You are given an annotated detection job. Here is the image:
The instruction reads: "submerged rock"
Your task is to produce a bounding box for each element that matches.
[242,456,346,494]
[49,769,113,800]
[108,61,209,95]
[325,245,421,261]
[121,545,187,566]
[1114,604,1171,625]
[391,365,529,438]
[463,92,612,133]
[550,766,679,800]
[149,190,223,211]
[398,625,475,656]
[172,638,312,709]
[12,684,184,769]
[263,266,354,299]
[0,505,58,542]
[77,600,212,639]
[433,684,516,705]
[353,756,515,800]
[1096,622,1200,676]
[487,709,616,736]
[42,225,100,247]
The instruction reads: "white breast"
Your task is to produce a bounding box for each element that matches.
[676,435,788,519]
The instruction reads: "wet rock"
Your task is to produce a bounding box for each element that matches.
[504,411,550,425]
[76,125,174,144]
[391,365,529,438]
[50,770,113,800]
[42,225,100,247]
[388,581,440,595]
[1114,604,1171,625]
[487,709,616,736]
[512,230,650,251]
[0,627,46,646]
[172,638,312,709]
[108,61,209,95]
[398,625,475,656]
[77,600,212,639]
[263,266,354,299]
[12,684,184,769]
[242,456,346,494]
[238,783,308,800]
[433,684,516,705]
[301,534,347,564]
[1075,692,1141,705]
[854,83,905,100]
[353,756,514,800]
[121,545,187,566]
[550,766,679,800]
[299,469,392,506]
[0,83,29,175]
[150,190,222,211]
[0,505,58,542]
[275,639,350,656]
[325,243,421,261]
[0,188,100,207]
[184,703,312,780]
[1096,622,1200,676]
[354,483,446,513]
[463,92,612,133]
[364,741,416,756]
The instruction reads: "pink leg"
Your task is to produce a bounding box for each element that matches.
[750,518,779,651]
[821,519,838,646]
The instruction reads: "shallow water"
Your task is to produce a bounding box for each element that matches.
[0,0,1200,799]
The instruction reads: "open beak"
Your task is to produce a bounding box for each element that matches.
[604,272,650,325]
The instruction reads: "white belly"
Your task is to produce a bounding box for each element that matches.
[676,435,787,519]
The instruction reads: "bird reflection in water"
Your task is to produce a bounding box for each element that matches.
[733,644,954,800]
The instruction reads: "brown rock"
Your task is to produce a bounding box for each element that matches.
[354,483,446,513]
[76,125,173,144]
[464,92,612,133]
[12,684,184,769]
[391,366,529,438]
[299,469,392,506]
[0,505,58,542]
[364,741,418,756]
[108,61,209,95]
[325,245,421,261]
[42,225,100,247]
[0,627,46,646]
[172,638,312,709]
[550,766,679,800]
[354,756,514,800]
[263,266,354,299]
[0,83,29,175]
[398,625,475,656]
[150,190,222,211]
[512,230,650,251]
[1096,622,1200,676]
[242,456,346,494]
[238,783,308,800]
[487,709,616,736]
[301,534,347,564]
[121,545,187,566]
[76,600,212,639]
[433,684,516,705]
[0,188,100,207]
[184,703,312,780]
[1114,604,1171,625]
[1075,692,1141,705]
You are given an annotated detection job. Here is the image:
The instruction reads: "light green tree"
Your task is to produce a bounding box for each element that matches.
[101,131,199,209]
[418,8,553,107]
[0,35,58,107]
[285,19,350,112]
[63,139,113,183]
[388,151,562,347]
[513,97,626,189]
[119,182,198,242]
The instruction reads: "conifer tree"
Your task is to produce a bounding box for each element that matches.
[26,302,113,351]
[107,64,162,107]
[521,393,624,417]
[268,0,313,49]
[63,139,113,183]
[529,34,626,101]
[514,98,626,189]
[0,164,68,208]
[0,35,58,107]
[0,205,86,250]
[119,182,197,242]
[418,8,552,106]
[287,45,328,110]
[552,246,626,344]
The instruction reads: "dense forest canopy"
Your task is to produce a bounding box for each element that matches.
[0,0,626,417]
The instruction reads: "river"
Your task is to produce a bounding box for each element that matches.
□ □ □
## Exercise details
Pull out every line of the records that contains the string "water", matching case exactly.

## Answer to this exercise
The instruction reads: "shallow water"
The instruction reads: "bird reflection in water"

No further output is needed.